**SELECTED EXTRACT**
---

9 min read

Categories

Contents

Introduction

This is the first of a planned series of blogs covering background topics for DeepMind’s AlphaTensor paper. In this post we will cover Strassen’s algorithm for matrix multiplication.

Matrices matter to an extent unimaginable in in 1969 when the paper proposing this method was published and methods to multiply them fast are crucial. Most notably they are key to deep learning training and inference so it is very exciting that by using deep learning methods, new algorithms for fast matrix multiplication have been discovered.

The complexity of matrix multiplication

If you are reading this article, then you almost certainly know the naïve method for multiplying two matrices. Restricting ourselves to square $n \times n$ matrices for simplicity, this can written as

\[Z = XY \\Z_{ij} = \sum_{t=1}^n X_{it}Y_{tj}\]

To compute each element $Z_{ij}$ you need $n$ multiplications and $n-1$ additions and there are $n^2$ such elements leading to a total of $n^3$ multiplications and $n^2(n-1)$ additions so $n^2(2n - 1) = O(n^3)$ arithmetical operations in total.

Laid out like this it seems almost obvious that matrix multiplication requires $O(n^3)$ arithmetical operations. It turns out that it is a strictly simpler problem.

A recursive algorithm for matrix multiplication

Strassen’s algorithm relies on the fact that the matrix multiplication formula is valid when $X_{ij}$, $Y_{ij}$ and $Z_{ij}$ are themselves matrices rather than numbers. This allows you to divide the matrix into blocks and work with them instead, as you can see in the example below

diagram showing blockwise matrix multiplication of 2 4 x 4 matrices divided into 2 x 2 blockwise

However simply recasting the naïve method to a recursive form is not enough. To gain an improvement the computations need to happen in a different way and you can find out how by reading the paper yourself.

Exercise 1: The algorithm

Read the paper and optionally implement the algorithm.

The paper is less than 3 pages in length and quite easy to follow. Focus on the first two pages which cover multiplication (since the method can also be extended to finding inverses and determinants). Don’t worry if you don’t understand all the details. In the subsequent exercises we will derive some of the results in greater detail.

If implementing, I recommend not using any libraries like NumPy or similar libraries in other languages but representing the matrices as arrays and defining your own matrix multiplication and addition functions.

def matmul(X, Y):
    (size, _), _ = shapeX, shapeY = list(map(get_shape, [X, Y]))
    # Restrict to square
    assert (set(shapeX + shapeY)) == {size}
    Z = zeros_square(size)
    for i in range(size):
        for j in range(size):
            for t in range(size):
                Z[i][j] += (X[i][t] * Y[t][j])
    return Z

def matadd(X, Y):
    (size, _), _ = shapeX, shapeY = list(map(get_shape, [X, Y]))
    # Restrict to square
    assert (set(shapeX + shapeY)) == {size}
    Z = zeros_square(size)

---

**GIVEN DATA**
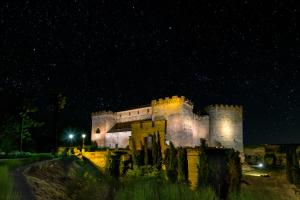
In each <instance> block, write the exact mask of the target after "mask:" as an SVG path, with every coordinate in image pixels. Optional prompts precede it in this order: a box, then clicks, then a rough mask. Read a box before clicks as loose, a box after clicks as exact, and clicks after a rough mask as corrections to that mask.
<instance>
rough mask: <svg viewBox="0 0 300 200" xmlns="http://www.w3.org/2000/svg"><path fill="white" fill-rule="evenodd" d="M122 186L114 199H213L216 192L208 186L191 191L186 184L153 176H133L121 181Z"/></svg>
mask: <svg viewBox="0 0 300 200" xmlns="http://www.w3.org/2000/svg"><path fill="white" fill-rule="evenodd" d="M122 185H123V186H121V187H120V189H119V190H118V191H117V192H116V193H115V197H114V199H115V200H123V199H132V200H156V199H169V200H194V199H198V200H215V199H217V197H216V194H215V193H214V191H213V190H212V189H210V188H206V189H202V190H199V191H193V190H191V189H190V187H189V186H188V185H187V184H179V183H170V182H168V181H166V180H162V179H159V178H158V177H153V178H143V177H139V178H135V179H129V180H126V181H125V182H123V184H122Z"/></svg>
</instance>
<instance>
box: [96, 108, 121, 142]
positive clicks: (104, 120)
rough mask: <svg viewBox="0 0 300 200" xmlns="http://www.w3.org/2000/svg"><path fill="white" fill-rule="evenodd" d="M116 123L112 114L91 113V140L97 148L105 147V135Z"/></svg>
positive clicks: (107, 112) (115, 121)
mask: <svg viewBox="0 0 300 200" xmlns="http://www.w3.org/2000/svg"><path fill="white" fill-rule="evenodd" d="M116 123H117V120H116V114H115V113H113V112H110V111H108V112H97V113H92V130H91V140H92V142H96V143H97V145H98V146H105V135H106V133H107V131H109V130H110V129H111V128H112V127H113V126H114V125H115V124H116Z"/></svg>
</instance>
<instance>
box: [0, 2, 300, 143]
mask: <svg viewBox="0 0 300 200" xmlns="http://www.w3.org/2000/svg"><path fill="white" fill-rule="evenodd" d="M297 14H299V9H297V8H296V1H261V0H260V1H258V0H257V1H248V0H244V1H238V0H227V1H211V0H202V1H199V0H193V1H185V0H182V1H179V0H172V1H171V0H169V1H137V0H130V1H117V0H102V1H100V0H99V1H98V0H97V1H89V2H86V1H79V0H73V1H71V0H70V1H65V0H51V1H47V0H45V1H39V2H37V1H29V0H27V1H17V2H14V1H5V0H3V1H1V2H0V27H1V29H2V30H1V32H0V51H1V53H0V77H1V79H0V94H1V96H0V97H1V99H0V101H1V105H2V107H5V108H6V109H7V108H10V107H13V106H14V105H13V104H11V100H12V99H13V98H23V97H27V98H36V99H38V101H39V105H40V107H46V104H47V103H46V100H45V99H46V97H47V95H49V93H51V92H53V91H55V92H57V93H62V94H63V95H65V96H66V97H67V105H66V108H65V110H64V111H63V112H62V113H61V121H62V124H63V126H78V127H81V128H84V129H85V130H87V131H89V128H90V123H91V121H90V113H91V112H94V111H98V110H114V111H118V110H120V109H126V108H128V107H133V106H136V105H144V104H148V103H150V101H151V99H157V98H161V97H166V96H172V95H184V96H186V97H188V98H189V99H190V100H191V101H192V102H194V104H195V110H196V111H197V112H201V111H202V110H203V107H205V106H207V105H209V104H215V103H219V104H221V103H223V104H240V105H243V106H244V127H245V128H244V133H245V136H244V140H245V143H246V144H256V143H291V142H297V143H300V132H299V131H300V121H299V113H300V112H299V111H300V103H299V101H300V95H299V84H297V82H298V79H299V73H300V72H299V71H300V69H299V67H300V43H299V31H297V28H298V29H299V27H297V26H299V25H298V21H297V20H296V16H297ZM12 109H13V108H12ZM42 110H43V109H42Z"/></svg>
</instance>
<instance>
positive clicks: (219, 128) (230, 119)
mask: <svg viewBox="0 0 300 200" xmlns="http://www.w3.org/2000/svg"><path fill="white" fill-rule="evenodd" d="M206 111H207V113H208V115H209V137H208V144H209V146H213V147H225V148H233V149H235V150H237V151H239V152H241V153H243V152H244V145H243V107H242V106H233V105H212V106H208V107H206Z"/></svg>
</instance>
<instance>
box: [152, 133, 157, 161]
mask: <svg viewBox="0 0 300 200" xmlns="http://www.w3.org/2000/svg"><path fill="white" fill-rule="evenodd" d="M151 137H152V141H151V142H152V164H153V165H157V142H156V135H155V133H154V135H152V136H151Z"/></svg>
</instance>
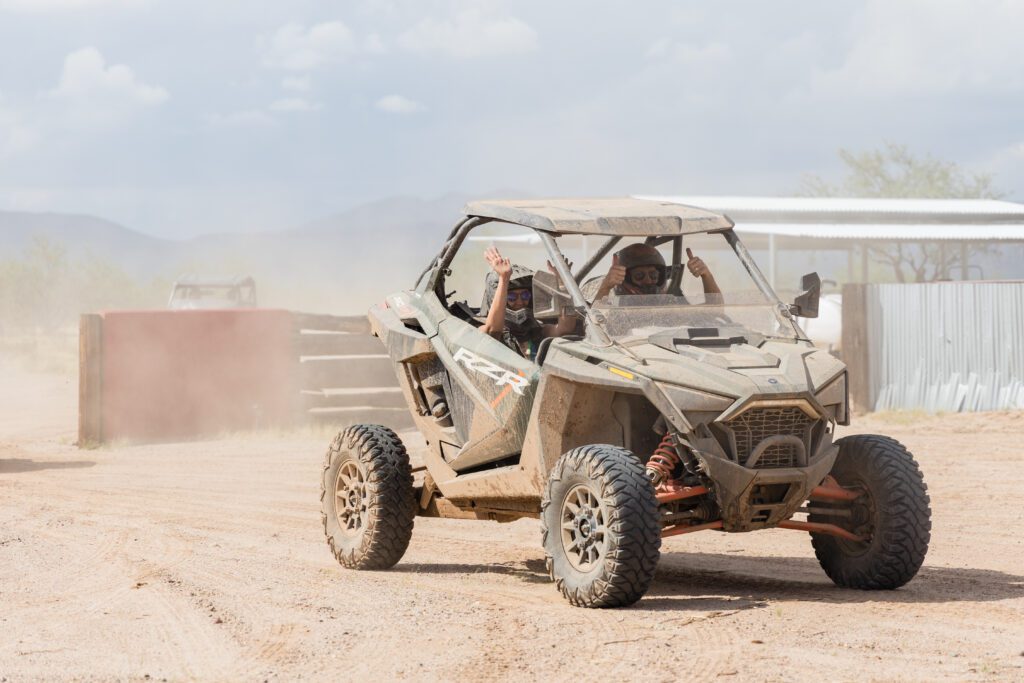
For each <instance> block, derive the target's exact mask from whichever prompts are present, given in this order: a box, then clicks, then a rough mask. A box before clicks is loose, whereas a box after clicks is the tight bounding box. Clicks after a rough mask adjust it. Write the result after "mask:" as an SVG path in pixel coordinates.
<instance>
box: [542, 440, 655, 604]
mask: <svg viewBox="0 0 1024 683" xmlns="http://www.w3.org/2000/svg"><path fill="white" fill-rule="evenodd" d="M541 524H542V529H543V533H544V551H545V554H546V556H547V567H548V573H549V574H550V575H551V579H552V580H553V581H554V582H555V584H556V585H557V587H558V590H560V591H561V593H562V595H563V596H565V598H566V599H567V600H568V601H569V602H570V603H571V604H573V605H575V606H579V607H618V606H622V605H629V604H632V603H634V602H636V601H637V600H639V599H640V598H641V597H642V596H643V594H644V593H646V592H647V588H648V587H649V586H650V582H651V580H652V579H653V578H654V568H655V567H656V566H657V560H658V555H659V549H660V546H662V528H660V524H659V523H658V517H657V501H656V499H655V498H654V488H653V486H652V485H651V483H650V479H648V478H647V476H646V474H645V473H644V468H643V466H642V465H641V464H640V461H639V460H637V459H636V457H634V456H633V454H631V453H630V452H629V451H625V450H623V449H620V447H617V446H613V445H587V446H583V447H580V449H574V450H572V451H569V452H568V453H566V454H565V455H563V456H562V457H561V458H560V459H559V460H558V462H557V463H556V464H555V467H554V468H553V469H552V471H551V476H550V478H549V480H548V486H547V489H546V492H545V496H544V500H543V501H542V503H541Z"/></svg>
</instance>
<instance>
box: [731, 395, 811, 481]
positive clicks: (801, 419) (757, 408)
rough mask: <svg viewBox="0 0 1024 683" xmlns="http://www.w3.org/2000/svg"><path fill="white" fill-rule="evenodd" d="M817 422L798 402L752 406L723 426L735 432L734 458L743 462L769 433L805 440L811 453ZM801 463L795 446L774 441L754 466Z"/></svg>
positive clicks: (804, 446)
mask: <svg viewBox="0 0 1024 683" xmlns="http://www.w3.org/2000/svg"><path fill="white" fill-rule="evenodd" d="M814 423H815V420H814V419H813V418H811V417H810V416H808V415H807V413H805V412H804V411H802V410H801V409H799V408H797V407H796V405H783V407H779V408H752V409H751V410H749V411H746V412H744V413H742V414H740V415H738V416H736V417H735V418H733V419H732V420H729V421H728V422H726V423H725V424H724V425H723V426H724V427H726V429H727V430H728V431H730V432H732V436H733V439H734V449H735V450H734V452H733V453H734V457H735V460H736V462H737V463H739V464H740V465H743V464H745V463H746V459H748V458H749V457H750V455H751V452H752V451H754V449H755V447H756V446H757V445H758V443H760V442H761V441H763V440H764V439H766V438H768V437H769V436H776V435H785V436H796V437H798V438H800V439H801V440H802V441H803V442H804V447H805V449H806V452H807V453H808V455H809V454H810V446H811V443H810V440H811V439H810V436H811V427H812V426H813V425H814ZM730 450H731V449H730ZM798 465H799V463H798V462H797V446H796V445H794V444H793V443H775V444H772V445H770V446H768V447H767V449H766V450H765V452H764V453H762V454H761V457H760V458H759V459H758V462H757V463H756V464H755V465H754V467H755V468H756V469H772V468H779V467H797V466H798Z"/></svg>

---

**JOB**
From the article on Strassen's algorithm, copy word for word the part that opens with the words containing "To compute each" and closes with "strictly simpler problem.".

**SOLUTION TO THE EXERCISE**
To compute each element $Z_{ij}$ you need $n$ multiplications and $n-1$ additions and there are $n^2$ such elements leading to a total of $n^3$ multiplications and $n^2(n-1)$ additions so $n^2(2n - 1) = O(n^3)$ arithmetical operations in total.

Laid out like this it seems almost obvious that matrix multiplication requires $O(n^3)$ arithmetical operations. It turns out that it is a strictly simpler problem.